### EXERCISE 1
From the insurance glossary below, write out the stretch from "It is a packaged" through "and credit supply." word for word.

### GIVEN TEXT
════════════════════

The amount stated on the insurance policy that will be paid in case of death or at maturity. It does not include dividend additions or additional amounts payable under other special provisions.

Facultative Reinsurance

A reinsurance policy that provides an insurer with coverage for specific individual risks that are unusual or so large that they aren't covered in the insurance company's reinsurance treaties. An example would be policies for jumbo jets or oil rigs.

Fair Access to Insurance Requirements Plans

Insurance pools that sell property insurance to people who can't buy it in the voluntary market because of high risk over which they may have no control. FAIR Plans, which exist in 28 states and the District of Columbia, insure fire, vandalism, riot, and windstorm losses, and some sell homeowners insurance which includes liability. Plans vary by state, but all require property insurers licensed in a state to participate in the pool and share in the profits and losses.

Farmowners/Ranchowners Insurance

It is a packaged policy that protects the policyholder against named perils and liabilities and usually covers homes and their contents, along with barns, stables, and other structures.

Federal Funds

Reserve balances that depository institutions lend each other, usually on an overnight basis. In addition, Federal funds include certain other kinds of borrowings by depository institutions from each other and from federal agencies.

Federal Reserve Board

Seven-member board that supervises the banking system by issuing regulations controlling bank holding companies and federal laws over the banking industry. It also controls and oversees the U.S. monetary system and credit supply.

════════════════════

### PROVIDED DATA
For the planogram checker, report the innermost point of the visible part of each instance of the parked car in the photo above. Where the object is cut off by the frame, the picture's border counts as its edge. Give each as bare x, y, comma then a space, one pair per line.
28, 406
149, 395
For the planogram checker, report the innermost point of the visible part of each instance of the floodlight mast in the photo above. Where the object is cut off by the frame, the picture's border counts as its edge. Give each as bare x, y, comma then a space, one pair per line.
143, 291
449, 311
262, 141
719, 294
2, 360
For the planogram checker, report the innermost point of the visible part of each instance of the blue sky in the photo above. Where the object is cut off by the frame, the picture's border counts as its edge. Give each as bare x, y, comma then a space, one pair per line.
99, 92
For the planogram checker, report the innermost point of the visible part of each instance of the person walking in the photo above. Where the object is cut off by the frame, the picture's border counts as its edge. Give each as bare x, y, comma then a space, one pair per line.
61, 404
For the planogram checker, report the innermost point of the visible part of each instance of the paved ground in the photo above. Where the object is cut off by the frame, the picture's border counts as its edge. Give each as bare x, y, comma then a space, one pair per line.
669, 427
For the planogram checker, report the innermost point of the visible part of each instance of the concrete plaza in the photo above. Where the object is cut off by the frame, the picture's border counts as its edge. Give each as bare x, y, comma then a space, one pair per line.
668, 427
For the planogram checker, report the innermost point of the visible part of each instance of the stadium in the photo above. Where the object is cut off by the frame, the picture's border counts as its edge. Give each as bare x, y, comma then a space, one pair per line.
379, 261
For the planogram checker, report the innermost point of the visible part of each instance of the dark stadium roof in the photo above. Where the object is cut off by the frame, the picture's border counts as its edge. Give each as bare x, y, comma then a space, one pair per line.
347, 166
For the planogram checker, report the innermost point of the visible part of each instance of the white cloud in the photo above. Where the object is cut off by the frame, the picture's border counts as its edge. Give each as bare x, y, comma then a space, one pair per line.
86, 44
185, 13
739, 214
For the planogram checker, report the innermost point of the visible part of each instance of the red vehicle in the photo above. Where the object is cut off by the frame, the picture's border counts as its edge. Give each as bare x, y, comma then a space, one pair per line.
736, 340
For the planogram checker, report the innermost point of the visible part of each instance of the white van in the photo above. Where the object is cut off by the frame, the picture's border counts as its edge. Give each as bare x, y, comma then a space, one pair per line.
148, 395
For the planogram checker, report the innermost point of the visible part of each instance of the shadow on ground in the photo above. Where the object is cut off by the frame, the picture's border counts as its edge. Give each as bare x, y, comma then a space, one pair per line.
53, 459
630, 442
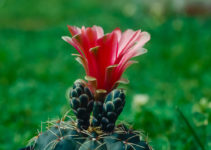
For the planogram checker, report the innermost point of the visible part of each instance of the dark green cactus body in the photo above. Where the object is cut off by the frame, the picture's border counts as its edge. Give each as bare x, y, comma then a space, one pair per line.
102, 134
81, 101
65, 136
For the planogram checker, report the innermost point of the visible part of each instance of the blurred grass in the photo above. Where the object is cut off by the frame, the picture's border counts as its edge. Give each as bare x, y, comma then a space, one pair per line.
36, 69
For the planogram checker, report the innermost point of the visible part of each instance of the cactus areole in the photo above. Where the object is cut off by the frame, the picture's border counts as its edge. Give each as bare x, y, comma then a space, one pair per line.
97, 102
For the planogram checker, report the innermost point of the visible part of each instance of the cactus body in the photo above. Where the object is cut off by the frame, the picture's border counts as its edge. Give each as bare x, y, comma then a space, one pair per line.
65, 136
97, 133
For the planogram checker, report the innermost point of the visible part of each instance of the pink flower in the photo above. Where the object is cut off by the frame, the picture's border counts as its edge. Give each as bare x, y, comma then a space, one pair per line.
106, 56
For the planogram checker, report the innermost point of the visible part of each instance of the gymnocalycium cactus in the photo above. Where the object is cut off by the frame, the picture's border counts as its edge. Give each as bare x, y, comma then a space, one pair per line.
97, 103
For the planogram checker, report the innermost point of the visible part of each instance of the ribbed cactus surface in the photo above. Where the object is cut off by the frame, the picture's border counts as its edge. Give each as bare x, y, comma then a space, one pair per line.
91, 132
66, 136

════════════════════

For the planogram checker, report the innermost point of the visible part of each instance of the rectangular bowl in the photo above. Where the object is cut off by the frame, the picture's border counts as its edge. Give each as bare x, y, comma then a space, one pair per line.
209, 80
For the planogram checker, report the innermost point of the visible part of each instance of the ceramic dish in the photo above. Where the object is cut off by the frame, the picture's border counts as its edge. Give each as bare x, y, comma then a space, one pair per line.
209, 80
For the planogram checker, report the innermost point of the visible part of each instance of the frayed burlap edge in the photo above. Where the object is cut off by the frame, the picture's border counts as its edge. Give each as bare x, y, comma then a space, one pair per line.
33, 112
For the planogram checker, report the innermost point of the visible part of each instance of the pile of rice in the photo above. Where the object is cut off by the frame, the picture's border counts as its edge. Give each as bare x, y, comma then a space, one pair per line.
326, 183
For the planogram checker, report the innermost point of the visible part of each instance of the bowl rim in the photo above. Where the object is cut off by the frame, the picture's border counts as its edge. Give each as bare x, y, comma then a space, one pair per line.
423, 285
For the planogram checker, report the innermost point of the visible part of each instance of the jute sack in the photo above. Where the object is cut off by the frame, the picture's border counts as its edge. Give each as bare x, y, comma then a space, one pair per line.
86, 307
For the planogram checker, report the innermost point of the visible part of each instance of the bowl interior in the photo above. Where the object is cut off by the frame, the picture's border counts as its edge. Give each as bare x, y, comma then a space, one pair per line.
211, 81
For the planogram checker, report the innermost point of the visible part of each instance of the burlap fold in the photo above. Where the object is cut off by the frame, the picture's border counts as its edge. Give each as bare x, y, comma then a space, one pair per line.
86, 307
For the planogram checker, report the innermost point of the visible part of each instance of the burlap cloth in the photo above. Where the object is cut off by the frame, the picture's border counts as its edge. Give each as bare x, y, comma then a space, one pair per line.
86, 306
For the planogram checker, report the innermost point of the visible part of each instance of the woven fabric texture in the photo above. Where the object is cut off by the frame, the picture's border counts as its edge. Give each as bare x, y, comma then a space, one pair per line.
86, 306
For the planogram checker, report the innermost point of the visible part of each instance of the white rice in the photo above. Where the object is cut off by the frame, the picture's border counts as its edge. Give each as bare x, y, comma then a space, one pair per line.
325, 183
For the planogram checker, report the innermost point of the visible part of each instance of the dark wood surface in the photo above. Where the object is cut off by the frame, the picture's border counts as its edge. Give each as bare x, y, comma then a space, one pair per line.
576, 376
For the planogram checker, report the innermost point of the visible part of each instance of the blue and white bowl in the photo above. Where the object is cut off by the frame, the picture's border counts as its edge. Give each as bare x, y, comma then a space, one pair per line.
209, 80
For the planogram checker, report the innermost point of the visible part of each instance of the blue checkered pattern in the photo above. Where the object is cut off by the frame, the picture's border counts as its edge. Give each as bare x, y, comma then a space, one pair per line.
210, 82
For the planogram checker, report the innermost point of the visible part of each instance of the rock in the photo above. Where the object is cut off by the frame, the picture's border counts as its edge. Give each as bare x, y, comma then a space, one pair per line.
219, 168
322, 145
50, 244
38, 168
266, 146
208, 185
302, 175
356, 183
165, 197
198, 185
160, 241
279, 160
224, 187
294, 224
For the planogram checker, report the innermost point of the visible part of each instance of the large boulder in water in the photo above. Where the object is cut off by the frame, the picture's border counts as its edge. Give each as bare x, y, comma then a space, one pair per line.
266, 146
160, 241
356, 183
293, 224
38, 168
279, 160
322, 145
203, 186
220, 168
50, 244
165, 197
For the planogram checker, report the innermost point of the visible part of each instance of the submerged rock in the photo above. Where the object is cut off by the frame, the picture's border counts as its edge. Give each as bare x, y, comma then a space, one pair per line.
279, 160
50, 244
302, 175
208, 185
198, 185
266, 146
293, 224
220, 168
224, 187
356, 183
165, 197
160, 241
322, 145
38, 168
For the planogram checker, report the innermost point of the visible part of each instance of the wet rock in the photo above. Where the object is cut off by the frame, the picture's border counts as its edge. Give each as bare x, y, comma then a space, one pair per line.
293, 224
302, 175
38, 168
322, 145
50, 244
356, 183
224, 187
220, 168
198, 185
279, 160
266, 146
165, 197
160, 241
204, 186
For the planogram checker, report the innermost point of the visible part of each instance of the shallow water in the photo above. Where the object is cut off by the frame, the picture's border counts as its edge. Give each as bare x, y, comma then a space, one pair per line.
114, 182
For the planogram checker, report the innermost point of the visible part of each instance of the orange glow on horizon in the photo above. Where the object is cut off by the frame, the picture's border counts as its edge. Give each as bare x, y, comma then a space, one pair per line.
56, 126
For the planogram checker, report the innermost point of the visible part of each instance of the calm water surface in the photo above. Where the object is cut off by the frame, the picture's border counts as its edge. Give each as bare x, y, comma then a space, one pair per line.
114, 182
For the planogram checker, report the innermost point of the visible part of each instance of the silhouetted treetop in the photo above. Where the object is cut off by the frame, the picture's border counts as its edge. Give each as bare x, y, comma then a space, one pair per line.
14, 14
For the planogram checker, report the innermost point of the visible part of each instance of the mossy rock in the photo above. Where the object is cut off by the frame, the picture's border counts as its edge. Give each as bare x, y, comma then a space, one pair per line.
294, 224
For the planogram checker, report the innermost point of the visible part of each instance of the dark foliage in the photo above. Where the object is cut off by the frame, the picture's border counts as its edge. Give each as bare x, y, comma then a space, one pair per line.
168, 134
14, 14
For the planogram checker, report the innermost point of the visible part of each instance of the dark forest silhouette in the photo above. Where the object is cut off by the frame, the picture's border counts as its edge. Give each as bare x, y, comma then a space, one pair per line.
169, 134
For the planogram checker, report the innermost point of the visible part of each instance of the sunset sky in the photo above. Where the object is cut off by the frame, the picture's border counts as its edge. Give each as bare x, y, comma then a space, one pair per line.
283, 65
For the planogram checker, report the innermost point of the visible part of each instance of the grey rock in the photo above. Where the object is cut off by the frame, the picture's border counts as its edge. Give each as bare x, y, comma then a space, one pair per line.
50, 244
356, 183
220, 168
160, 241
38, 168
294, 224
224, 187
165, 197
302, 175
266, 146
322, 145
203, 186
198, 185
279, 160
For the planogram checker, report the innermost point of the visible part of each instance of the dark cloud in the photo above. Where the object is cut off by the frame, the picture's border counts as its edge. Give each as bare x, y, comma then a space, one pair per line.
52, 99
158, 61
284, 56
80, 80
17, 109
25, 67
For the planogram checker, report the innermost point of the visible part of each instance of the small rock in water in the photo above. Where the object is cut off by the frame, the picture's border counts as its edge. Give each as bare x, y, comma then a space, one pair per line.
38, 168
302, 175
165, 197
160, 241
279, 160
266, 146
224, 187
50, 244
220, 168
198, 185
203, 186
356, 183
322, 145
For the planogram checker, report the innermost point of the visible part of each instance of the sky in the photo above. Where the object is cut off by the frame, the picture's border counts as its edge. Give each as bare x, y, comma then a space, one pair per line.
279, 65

════════════════════

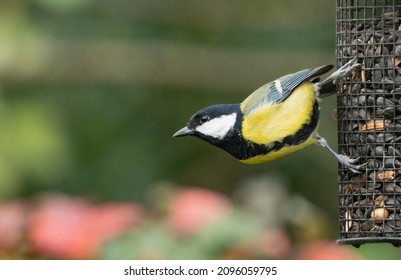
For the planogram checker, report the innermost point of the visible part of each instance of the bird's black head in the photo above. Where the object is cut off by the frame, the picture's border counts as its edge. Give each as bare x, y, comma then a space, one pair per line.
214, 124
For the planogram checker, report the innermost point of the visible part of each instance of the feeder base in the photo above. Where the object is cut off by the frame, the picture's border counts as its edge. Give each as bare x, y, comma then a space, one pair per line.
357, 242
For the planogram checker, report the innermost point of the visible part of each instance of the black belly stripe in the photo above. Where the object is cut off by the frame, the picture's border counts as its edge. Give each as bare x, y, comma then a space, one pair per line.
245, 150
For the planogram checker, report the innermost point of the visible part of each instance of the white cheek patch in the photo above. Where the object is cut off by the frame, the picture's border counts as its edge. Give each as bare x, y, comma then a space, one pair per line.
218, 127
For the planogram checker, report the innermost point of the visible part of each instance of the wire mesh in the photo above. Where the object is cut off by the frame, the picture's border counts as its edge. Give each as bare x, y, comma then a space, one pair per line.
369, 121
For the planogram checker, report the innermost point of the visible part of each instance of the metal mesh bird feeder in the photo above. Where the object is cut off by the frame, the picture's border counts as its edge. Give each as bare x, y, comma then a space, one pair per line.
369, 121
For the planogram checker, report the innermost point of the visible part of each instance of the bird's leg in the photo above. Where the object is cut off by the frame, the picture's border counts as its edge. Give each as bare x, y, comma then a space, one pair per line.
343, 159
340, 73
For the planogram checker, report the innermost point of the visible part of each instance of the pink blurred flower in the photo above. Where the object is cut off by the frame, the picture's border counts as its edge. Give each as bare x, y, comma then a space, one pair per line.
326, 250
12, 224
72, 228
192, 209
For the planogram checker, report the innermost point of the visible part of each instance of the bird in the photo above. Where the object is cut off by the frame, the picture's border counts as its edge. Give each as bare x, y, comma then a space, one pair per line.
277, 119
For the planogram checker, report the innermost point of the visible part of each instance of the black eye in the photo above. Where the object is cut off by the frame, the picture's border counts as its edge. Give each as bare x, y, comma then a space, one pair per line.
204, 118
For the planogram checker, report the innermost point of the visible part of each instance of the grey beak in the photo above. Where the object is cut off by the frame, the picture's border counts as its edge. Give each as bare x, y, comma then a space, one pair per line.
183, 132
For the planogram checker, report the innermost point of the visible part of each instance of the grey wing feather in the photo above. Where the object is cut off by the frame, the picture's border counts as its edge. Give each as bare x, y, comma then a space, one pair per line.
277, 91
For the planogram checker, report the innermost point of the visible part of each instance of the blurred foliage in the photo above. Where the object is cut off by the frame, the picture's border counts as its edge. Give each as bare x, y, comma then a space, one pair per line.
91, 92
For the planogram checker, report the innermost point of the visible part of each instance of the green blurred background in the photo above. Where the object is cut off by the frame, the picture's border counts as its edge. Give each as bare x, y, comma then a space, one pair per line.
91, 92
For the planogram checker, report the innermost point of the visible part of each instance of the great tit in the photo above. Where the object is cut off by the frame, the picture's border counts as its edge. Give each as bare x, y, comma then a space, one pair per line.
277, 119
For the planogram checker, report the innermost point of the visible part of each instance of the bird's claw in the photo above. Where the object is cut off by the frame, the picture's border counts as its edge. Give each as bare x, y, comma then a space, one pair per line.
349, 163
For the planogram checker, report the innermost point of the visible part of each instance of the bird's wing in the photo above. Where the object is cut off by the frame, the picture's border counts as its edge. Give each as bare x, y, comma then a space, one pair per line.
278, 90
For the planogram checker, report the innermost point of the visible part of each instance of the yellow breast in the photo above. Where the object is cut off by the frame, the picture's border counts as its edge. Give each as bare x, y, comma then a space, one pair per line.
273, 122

════════════════════

### EXERCISE 2
Pull out every line of the rows above that contains the string "flower", copying each line unchanged.

### SOLUTION 1
It is a packaged policy that protects the policyholder against named perils and liabilities and usually covers homes and their contents, along with barns, stables, and other structures.

Federal Funds

Reserve balances that depository institutions lend each other, usually on an overnight basis. In addition, Federal funds include certain other kinds of borrowings by depository institutions from each other and from federal agencies.

Federal Reserve Board

Seven-member board that supervises the banking system by issuing regulations controlling bank holding companies and federal laws over the banking industry. It also controls and oversees the U.S. monetary system and credit supply.

### SOLUTION 2
For the planogram checker, report the innermost point of the visible part of each instance of the pink flower in the photo above. Where the object is cut off by the frame, the picture's border counts as its edge. Give each as bare x, y, comma then a space, one pair per line.
For the planogram checker, report the innermost point of the visible part of each instance of the pink blurred flower in the photo above. Where the object is cut off by the frame, the picture's border counts as its edge. Give each as bare x, y, comma then a space, one pair per line.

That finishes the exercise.